EXERCISE TASKS ▸
- 1) From the commentary on David Brooks's op-ed, copy the passage from "The point of" to "the more attention.".
- 2) Please explain, in one to three sentences, why Brooks says the Occupy protesters give too little attention to Red Inequality, according to the commentary on David Brooks's op-ed.
- 3) Summarize the commentary on David Brooks's op-ed in two sentences.

PASSAGE FOR REVIEW ▸
------------------------------------------------------------------------

In his recent op-ed about the Occupy Movement, New York Times columnist David Brooks draws on a tactic long favored by the 1% and their apologists - locate a potential conflict within the 99% and use it to sabotage the possibility for solidarity. Amusingly, he begins this exercise in "divide and conquer" with an irony-free grumble about our society being polarizing.
The point of contention he identifies is between what he calls “Blue Inequality” and “Red Inequality,” He argues that the Occupy Movement is focusing on the wrong one. While Brooks concedes that in big coastal cities like New York, LA, and San Francisco, the excessive wealth and influence of the 1% is increasingly conspicuous, this Blue Inequality is getting too much attention from both occupiers and the media. Red Inequality, the inequality between those with and those without college degrees, is widespread in cities like Scranton, Des Moines, and Fresno (he might have just said the “real America”) and should really be getting the more attention.
Brooks explanation for the occupiers’ lack of attention to Red Inequality sounds familiar. To paraphrase, perhaps unfairly, the reasons include the narcissism of urban media, class resentment, and the antipathy of hippies for yuppies. That’s my interpretation. Here’s what he says:
That’s because the protesters and media people who cover them tend to live in or near the big cities, where the top 1 percent is so evident. That’s because the liberal arts majors like to express their disdain for the shallow business and finance majors who make all the money. That’s because it is easier to talk about the inequality of stock options than it is to talk about inequalities of family structure, child rearing patterns and educational attainment. That’s because many people are wedded to the notion that our problems are caused by an oppressive privileged class that perpetually keeps its boot stomped on the neck of the common man.
Ah, there’s nothing quite so satisfying as turning your opponents into Straw Men by accusing them of exaggeration and oversimplification.

------------------------------------------------------------------------

PROVIDED INFORMATION ▸
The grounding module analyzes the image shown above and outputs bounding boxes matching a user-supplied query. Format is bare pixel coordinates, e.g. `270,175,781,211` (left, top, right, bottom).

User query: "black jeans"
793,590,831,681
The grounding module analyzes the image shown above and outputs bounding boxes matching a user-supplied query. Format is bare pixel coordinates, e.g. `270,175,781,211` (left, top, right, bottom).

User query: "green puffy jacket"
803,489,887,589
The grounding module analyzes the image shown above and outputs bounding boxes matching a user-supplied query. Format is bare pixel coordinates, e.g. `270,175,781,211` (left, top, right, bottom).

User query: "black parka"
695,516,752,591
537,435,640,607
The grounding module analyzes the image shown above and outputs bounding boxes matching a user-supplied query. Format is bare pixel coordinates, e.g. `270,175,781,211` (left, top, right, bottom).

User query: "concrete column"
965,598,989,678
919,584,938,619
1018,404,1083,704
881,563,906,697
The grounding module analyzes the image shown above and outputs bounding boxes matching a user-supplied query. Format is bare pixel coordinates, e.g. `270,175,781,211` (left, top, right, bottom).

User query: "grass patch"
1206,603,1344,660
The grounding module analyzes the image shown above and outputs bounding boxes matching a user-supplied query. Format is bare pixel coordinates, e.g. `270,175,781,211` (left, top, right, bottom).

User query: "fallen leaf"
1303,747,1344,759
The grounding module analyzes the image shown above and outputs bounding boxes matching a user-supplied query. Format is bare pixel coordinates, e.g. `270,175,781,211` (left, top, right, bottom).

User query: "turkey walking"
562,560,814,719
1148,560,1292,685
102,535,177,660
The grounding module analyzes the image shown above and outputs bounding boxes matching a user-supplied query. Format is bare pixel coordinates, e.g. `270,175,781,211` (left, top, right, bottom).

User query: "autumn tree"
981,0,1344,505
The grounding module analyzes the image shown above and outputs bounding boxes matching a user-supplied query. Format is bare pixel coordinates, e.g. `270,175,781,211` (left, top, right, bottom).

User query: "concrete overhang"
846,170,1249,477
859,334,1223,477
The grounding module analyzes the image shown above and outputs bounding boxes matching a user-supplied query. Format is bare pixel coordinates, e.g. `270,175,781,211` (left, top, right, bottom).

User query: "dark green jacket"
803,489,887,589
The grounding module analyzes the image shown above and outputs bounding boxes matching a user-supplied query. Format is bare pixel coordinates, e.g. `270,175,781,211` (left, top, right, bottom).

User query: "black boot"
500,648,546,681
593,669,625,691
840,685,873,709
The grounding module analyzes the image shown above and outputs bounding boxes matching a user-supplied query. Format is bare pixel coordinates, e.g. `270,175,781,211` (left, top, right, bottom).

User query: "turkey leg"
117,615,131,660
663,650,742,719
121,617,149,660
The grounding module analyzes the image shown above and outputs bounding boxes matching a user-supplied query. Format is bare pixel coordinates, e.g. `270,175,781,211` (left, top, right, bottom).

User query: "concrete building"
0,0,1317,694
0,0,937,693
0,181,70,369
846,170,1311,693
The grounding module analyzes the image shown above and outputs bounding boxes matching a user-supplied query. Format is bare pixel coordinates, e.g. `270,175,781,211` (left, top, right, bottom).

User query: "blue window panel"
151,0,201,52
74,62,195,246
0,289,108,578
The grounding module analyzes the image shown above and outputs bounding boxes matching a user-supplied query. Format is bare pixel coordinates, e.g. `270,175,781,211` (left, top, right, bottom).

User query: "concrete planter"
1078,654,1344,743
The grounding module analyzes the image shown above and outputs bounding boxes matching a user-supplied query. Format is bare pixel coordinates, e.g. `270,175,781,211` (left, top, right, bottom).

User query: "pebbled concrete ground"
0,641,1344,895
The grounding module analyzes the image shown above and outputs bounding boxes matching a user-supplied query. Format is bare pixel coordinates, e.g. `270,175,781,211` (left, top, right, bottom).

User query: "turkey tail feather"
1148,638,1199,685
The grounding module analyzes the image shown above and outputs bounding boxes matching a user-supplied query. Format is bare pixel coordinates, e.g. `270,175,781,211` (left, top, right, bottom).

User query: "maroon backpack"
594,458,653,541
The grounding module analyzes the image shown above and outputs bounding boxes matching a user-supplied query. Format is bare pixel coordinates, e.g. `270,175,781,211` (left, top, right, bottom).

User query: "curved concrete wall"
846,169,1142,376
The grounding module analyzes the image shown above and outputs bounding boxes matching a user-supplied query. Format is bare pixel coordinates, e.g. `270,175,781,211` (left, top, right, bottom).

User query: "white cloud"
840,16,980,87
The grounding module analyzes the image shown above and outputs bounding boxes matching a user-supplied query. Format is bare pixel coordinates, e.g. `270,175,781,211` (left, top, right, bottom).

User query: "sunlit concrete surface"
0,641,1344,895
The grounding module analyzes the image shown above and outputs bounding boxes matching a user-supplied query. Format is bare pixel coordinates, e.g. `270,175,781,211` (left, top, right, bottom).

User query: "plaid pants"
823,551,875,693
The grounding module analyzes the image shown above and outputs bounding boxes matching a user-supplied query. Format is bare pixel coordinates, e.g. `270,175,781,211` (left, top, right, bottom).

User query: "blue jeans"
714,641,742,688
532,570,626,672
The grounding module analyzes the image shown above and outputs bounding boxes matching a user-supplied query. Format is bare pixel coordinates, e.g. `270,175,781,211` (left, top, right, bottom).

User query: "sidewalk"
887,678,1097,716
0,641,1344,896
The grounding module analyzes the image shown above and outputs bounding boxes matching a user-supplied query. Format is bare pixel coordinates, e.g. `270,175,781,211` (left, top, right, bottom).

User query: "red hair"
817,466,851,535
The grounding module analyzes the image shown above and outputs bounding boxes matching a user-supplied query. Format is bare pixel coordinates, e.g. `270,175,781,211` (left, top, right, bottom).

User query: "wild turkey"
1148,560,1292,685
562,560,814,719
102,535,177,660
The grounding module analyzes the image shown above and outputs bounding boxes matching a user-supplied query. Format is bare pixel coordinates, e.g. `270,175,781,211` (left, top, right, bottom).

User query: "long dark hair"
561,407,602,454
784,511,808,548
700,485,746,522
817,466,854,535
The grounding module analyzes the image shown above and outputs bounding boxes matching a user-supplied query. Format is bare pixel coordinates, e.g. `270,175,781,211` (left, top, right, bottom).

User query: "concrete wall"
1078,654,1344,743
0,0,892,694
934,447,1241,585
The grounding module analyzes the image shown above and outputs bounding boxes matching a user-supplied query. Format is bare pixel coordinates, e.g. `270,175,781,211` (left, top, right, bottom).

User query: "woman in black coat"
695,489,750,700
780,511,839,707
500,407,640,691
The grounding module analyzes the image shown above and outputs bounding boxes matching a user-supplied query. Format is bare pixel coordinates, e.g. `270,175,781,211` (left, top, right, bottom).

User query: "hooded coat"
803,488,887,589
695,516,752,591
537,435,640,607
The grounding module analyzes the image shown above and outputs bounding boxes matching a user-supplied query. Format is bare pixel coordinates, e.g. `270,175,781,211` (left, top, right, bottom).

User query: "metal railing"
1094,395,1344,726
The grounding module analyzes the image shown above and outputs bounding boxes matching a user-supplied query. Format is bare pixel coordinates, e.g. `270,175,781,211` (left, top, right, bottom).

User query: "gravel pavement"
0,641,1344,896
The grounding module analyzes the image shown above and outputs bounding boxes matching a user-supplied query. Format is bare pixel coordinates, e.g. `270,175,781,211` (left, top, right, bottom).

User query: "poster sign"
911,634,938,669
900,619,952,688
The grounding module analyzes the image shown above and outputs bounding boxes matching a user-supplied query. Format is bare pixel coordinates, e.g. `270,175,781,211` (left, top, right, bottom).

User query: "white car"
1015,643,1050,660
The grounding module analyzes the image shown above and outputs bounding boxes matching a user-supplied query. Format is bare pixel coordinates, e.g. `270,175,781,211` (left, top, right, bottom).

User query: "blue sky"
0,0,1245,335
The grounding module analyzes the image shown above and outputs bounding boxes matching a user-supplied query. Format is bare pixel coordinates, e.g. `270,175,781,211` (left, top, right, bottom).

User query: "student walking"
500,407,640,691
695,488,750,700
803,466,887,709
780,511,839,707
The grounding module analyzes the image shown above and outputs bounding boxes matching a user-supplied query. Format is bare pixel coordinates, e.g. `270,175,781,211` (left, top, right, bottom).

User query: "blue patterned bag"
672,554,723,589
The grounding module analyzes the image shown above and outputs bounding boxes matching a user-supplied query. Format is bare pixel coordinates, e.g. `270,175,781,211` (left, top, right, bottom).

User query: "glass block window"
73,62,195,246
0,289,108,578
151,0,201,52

------------------------------------------------------------------------

WRITTEN RESPONSES ▸
- 1)
The point of contention he identifies is between what he calls “Blue Inequality” and “Red Inequality,” He argues that the Occupy Movement is focusing on the wrong one. While Brooks concedes that in big coastal cities like New York, LA, and San Francisco, the excessive wealth and influence of the 1% is increasingly conspicuous, this Blue Inequality is getting too much attention from both occupiers and the media. Red Inequality, the inequality between those with and those without college degrees, is widespread in cities like Scranton, Des Moines, and Fresno (he might have just said the “real America”) and should really be getting the more attention.

- 2) Brooks says the protesters and the media who cover them tend to live in or near big cities, where the top 1 percent is so evident, and that liberal arts majors like to express disdain for the business and finance majors who make the money. He adds that stock options are easier to talk about than inequalities of family structure, child rearing patterns and educational attainment. He also says many people are wedded to the notion that an oppressive privileged class keeps its boot on the neck of the common man.

- 3) The commentary charges that David Brooks, in a New York Times op-ed, uses a tactic favored by the 1% of finding a conflict within the 99% to sabotage solidarity. He argues that the Occupy Movement focuses on "Blue Inequality," the conspicuous wealth of the 1% in big coastal cities, instead of "Red Inequality" between people with and without college degrees, and the commentary accuses him of turning his opponents into straw men.